:: Source passage ::
---*---
- LWE-related incidents fell 82% from 2010 to 2025, deaths dropped about 90% in the same period
- Maoist casualties and surrenders reached record highs in 2025, with over 2,300 cadres surrendering
- Maoist violence affected only 32 districts in 2025, down from 96 districts in 2010
As Union Home Minister Amit Shah's March 31, 2026 deadline to end Maoist violence draws to a close, government data accessed by NDTV shows that the insurgency has been pushed to its weakest level in more than two decades--though not entirely extinguished.
The numbers from the Union Home Ministry tell the story of a conflict that has sharply contracted in both scale and geography. Total Left Wing Extremism (LWE)-related violence, which had peaked at 2,213 incidents in 2010, fell to 401 in 2025--a decline of nearly 82 per cent. Deaths of civilians and security forces combined dropped even more dramatically, from 1,005 in 2010 to 100 in 2025, a fall of about 90 per cent.
The early figures for 2026 are lower still. Till March 24, there were 42 incidents of violence and six deaths - five civilians and one security personnel - while 52 Maoists were killed in operations. On the ground, this suggests that the security grid has tightened substantially in the insurgency's former core zones, though the persistence of fresh incidents means the deadline may pass before the violence is reduced to absolute zero.
---*---
:: Task brief ::
Copy word for word the portion of the report on Maoist violence between "The early figures" and "to absolute zero.", inclusive.
---*---
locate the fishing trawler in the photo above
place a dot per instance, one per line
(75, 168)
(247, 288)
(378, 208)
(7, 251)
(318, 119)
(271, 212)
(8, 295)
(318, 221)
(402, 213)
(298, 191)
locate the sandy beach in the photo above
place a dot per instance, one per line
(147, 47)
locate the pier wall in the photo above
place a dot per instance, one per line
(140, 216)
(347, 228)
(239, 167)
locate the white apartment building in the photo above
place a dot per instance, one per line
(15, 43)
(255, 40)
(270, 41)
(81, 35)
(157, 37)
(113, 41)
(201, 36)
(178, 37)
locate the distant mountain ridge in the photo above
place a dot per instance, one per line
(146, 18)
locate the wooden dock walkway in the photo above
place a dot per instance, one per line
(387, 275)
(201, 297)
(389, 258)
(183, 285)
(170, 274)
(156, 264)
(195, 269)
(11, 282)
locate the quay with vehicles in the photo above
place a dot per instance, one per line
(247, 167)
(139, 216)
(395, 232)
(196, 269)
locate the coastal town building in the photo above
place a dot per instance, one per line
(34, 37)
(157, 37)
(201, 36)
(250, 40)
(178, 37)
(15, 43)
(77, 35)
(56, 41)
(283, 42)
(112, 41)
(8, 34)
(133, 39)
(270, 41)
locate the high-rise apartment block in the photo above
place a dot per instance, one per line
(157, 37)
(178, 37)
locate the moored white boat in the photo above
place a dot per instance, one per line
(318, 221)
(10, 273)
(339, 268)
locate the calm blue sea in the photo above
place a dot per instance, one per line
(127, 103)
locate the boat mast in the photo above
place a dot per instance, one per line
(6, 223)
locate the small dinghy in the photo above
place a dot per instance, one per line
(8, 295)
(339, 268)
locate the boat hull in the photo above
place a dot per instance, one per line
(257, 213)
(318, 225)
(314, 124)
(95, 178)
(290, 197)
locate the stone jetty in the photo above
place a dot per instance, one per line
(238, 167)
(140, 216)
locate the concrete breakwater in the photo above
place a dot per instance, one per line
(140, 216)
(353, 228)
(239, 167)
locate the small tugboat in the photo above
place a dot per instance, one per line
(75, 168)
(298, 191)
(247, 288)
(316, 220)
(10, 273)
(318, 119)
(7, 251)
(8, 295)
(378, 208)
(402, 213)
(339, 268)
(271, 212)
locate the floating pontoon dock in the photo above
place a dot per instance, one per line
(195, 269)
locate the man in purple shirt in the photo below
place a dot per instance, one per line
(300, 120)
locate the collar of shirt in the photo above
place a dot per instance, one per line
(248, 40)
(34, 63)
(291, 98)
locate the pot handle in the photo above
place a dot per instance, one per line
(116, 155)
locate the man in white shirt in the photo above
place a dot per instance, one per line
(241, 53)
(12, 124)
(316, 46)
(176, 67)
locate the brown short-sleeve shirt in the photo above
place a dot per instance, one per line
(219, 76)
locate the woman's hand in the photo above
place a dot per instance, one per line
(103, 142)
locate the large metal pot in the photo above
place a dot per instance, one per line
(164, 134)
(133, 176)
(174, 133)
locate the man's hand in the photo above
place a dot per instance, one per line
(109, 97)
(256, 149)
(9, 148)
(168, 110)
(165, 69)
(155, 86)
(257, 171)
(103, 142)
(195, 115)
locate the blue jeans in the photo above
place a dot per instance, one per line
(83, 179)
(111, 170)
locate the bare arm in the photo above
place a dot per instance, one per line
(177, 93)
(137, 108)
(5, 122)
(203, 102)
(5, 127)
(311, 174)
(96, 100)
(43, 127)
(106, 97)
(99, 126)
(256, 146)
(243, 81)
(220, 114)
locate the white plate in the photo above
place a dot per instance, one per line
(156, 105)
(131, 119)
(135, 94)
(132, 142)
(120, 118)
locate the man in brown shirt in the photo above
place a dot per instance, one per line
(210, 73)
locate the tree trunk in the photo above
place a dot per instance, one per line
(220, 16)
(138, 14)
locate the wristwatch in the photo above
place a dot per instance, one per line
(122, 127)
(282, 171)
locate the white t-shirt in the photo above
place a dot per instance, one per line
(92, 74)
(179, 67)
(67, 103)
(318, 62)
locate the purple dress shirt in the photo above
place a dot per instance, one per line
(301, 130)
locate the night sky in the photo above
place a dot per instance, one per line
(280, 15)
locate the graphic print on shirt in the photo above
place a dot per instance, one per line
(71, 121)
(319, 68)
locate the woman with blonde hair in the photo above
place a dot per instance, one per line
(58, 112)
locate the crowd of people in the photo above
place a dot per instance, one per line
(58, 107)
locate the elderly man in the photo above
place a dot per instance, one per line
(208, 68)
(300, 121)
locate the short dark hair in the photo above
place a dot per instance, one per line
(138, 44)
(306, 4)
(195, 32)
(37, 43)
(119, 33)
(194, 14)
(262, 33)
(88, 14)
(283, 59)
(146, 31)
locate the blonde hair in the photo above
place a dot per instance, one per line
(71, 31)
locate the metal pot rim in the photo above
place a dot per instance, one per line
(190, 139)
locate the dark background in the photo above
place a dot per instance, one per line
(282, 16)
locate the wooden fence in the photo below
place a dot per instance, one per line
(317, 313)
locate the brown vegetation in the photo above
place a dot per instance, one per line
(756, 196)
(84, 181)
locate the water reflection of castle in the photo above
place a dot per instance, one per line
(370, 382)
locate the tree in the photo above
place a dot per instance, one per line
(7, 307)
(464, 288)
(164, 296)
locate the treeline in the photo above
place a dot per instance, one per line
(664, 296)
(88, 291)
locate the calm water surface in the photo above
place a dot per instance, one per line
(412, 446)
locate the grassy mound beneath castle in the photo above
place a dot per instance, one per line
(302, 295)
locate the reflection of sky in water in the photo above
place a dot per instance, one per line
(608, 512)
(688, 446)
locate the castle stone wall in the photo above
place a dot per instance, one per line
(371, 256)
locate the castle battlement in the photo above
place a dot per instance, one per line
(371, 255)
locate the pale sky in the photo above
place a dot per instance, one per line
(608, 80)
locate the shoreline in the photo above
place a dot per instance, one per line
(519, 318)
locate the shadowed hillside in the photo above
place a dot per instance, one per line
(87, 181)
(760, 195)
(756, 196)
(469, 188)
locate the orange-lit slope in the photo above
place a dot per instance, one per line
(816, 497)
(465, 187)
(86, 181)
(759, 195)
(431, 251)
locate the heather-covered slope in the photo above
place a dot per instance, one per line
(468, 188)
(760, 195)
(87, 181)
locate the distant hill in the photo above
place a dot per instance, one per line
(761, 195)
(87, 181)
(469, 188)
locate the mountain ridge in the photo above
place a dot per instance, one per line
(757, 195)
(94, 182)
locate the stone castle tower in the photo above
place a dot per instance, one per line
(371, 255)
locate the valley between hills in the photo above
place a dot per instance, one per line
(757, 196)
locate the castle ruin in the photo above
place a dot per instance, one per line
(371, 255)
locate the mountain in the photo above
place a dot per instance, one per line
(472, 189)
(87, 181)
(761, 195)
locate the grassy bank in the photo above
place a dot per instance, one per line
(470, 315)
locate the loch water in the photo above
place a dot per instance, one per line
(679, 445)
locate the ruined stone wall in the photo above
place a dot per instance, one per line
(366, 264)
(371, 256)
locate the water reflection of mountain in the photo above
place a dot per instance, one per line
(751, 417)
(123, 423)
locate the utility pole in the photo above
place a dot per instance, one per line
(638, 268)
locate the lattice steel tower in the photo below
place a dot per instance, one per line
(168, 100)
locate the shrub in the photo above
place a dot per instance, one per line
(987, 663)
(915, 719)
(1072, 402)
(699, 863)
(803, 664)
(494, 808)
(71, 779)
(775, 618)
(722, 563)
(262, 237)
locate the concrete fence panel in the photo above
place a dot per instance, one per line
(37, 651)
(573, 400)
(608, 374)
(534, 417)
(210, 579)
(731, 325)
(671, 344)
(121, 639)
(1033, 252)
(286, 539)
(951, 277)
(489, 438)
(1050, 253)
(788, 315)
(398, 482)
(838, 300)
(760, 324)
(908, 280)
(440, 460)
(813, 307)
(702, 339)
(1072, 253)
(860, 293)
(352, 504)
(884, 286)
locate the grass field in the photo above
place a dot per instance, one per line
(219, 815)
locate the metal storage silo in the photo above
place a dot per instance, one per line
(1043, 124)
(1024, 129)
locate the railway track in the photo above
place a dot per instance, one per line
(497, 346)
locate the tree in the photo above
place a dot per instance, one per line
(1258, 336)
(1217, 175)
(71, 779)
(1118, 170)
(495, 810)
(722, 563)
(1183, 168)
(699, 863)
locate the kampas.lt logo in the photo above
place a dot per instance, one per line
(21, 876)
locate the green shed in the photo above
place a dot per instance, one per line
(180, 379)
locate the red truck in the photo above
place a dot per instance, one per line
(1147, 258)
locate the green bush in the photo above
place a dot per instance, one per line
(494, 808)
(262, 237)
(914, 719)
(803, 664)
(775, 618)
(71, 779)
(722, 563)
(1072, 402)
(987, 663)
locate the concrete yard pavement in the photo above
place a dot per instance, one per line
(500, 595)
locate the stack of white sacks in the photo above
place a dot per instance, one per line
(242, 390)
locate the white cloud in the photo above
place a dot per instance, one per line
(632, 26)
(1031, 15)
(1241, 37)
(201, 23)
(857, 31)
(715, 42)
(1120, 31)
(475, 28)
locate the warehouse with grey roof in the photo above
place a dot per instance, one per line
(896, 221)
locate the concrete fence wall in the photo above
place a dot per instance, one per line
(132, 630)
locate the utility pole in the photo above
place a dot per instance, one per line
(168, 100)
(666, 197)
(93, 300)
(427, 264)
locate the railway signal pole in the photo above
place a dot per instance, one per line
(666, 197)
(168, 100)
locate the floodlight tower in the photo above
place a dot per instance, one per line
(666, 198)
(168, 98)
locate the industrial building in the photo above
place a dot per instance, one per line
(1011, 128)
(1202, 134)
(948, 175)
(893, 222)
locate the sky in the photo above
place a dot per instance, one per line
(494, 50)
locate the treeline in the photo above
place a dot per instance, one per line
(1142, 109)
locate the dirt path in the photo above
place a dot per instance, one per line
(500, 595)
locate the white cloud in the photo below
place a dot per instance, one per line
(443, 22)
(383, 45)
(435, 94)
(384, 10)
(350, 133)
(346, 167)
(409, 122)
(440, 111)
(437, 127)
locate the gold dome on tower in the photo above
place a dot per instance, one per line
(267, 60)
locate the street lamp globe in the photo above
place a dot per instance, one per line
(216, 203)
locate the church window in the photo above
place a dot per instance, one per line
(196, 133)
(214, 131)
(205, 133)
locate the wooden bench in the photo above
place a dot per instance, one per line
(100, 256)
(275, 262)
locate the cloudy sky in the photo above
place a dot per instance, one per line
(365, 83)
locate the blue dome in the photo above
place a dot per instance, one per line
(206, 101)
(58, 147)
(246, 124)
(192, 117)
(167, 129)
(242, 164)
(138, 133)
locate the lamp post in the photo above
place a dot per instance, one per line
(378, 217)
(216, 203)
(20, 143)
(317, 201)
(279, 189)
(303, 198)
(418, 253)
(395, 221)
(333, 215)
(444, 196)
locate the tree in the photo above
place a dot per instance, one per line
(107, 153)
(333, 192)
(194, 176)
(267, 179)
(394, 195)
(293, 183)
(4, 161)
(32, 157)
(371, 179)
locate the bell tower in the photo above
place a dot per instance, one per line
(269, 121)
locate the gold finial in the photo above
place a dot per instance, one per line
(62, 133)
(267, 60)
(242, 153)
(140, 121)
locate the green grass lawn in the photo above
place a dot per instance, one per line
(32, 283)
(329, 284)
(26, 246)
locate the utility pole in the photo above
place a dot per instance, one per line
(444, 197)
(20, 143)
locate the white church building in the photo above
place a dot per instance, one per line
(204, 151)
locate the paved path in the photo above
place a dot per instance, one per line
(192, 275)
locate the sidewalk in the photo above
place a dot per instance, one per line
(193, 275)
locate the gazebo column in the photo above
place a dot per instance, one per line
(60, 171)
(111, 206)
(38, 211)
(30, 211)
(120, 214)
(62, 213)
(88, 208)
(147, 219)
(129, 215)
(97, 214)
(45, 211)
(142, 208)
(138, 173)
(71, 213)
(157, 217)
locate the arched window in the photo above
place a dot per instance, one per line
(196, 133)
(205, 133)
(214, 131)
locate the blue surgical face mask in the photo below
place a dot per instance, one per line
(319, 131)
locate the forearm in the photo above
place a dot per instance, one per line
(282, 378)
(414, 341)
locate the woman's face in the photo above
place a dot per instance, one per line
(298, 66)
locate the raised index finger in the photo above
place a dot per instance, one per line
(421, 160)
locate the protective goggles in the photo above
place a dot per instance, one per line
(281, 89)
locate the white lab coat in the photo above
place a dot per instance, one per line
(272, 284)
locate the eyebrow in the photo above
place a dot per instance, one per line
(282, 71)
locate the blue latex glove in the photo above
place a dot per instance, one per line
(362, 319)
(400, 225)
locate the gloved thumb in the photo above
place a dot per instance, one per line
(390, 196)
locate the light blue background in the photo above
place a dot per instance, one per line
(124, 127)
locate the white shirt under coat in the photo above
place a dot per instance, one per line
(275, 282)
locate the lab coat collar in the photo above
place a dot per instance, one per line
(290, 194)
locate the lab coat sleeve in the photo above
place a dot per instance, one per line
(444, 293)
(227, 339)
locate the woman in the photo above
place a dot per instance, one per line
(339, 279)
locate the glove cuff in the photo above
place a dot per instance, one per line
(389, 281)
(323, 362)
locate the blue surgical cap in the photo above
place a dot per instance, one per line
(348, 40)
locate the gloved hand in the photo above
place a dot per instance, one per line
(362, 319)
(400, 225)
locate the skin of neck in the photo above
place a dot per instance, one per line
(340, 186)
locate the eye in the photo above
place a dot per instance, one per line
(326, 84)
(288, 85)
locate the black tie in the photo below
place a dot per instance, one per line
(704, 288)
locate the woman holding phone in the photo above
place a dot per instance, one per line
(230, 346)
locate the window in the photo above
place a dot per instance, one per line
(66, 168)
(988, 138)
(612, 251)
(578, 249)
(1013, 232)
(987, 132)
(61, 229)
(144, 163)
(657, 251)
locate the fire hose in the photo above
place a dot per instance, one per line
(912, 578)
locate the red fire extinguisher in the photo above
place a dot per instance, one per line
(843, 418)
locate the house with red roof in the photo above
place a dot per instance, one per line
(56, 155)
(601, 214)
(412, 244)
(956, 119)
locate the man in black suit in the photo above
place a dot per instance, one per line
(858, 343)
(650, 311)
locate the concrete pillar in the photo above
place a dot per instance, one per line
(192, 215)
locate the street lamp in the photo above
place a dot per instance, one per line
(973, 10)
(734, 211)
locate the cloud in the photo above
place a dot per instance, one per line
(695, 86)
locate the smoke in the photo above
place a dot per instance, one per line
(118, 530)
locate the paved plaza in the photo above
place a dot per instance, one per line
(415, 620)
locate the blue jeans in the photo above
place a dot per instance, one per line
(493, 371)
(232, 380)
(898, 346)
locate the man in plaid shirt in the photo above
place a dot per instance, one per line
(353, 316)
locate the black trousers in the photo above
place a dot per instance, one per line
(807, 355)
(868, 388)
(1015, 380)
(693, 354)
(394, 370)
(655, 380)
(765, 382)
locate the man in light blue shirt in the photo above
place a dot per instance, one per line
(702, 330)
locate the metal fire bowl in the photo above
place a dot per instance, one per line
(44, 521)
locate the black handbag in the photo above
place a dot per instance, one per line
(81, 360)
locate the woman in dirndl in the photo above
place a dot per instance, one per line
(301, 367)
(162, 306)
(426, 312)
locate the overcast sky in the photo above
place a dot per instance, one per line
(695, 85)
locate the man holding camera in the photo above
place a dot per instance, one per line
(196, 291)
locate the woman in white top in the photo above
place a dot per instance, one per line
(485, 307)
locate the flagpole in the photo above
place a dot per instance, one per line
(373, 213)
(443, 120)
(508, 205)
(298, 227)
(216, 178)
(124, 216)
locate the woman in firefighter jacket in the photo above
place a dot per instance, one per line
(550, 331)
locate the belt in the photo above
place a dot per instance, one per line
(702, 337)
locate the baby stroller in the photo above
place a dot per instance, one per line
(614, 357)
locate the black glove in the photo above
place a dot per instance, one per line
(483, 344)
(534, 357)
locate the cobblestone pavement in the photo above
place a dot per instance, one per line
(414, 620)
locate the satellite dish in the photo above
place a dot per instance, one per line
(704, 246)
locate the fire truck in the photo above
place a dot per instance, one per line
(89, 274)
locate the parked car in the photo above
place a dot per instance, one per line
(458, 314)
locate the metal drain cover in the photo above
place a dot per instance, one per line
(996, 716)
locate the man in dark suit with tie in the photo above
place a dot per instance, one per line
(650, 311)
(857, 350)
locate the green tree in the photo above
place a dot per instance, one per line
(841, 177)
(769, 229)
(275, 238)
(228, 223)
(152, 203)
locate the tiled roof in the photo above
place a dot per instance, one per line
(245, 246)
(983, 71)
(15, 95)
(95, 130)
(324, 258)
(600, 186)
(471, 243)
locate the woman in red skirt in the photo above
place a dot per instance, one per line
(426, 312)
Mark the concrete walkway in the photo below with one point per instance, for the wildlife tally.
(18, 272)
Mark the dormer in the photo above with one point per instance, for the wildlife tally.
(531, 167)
---*---
:: Output of the task ::
The early figures for 2026 are lower still. Till March 24, there were 42 incidents of violence and six deaths - five civilians and one security personnel - while 52 Maoists were killed in operations. On the ground, this suggests that the security grid has tightened substantially in the insurgency's former core zones, though the persistence of fresh incidents means the deadline may pass before the violence is reduced to absolute zero.